═════ THE RECORDS ═════

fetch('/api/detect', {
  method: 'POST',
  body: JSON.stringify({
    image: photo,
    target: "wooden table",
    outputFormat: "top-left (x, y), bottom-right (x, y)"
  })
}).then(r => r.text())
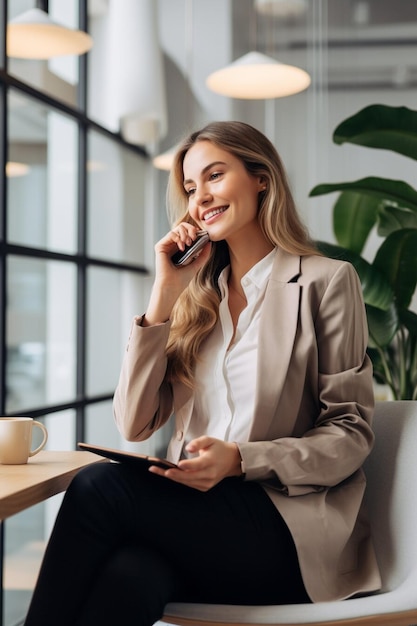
top-left (0, 450), bottom-right (106, 626)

═════

→ YOUR GOAL
Turn the listing above into a numbered list with one line per item, omitting any blank lines. Leave the picture out of your answer.

→ COMPLETE RESPONSE
1. fetch('/api/detect', {
2.   method: 'POST',
3.   body: JSON.stringify({
4.     image: photo,
5.     target: "wooden table",
6.     outputFormat: "top-left (x, y), bottom-right (x, y)"
7.   })
8. }).then(r => r.text())
9. top-left (0, 450), bottom-right (106, 626)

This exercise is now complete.